▸ **Excerpted records**:
----------

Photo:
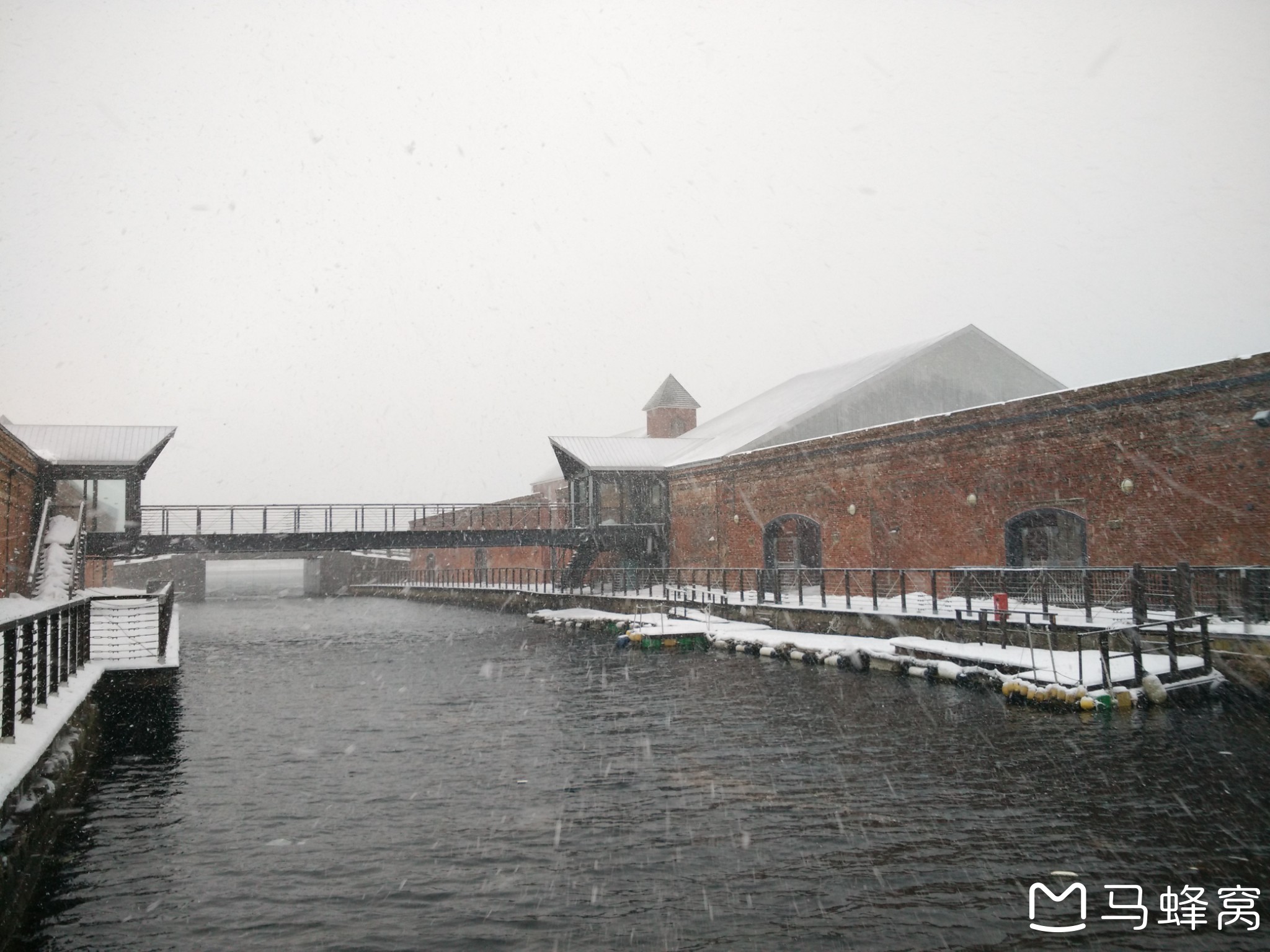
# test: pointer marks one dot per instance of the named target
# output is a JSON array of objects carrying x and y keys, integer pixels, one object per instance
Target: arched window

----------

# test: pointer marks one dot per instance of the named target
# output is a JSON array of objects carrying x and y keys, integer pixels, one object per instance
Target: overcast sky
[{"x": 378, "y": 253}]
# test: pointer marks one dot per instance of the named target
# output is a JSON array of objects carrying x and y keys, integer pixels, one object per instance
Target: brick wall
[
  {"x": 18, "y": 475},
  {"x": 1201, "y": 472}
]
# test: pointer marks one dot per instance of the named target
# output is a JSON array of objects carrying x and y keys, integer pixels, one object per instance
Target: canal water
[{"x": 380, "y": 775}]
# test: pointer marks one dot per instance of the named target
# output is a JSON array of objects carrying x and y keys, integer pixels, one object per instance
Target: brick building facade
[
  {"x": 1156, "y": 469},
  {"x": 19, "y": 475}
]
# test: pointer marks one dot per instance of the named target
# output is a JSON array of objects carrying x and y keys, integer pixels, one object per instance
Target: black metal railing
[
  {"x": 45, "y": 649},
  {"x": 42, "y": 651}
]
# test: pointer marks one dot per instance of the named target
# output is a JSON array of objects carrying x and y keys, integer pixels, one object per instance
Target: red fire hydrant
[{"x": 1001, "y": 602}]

----------

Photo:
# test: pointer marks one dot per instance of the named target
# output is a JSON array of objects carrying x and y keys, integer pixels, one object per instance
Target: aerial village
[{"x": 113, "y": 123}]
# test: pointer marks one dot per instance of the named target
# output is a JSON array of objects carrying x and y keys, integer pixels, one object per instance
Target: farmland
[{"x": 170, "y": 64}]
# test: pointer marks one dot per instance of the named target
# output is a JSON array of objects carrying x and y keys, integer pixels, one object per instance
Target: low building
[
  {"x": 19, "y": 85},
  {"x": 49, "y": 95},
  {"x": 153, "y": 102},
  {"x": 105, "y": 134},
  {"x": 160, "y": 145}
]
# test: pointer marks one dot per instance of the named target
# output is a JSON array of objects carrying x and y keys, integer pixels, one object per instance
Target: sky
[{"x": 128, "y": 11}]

----------

▸ **Task objective**:
Pick out every line in the items above that contains the word "building", matching case exactly, and copy each of those lines.

▸ **Answer to this problem**:
Target: brick building facade
Target: low building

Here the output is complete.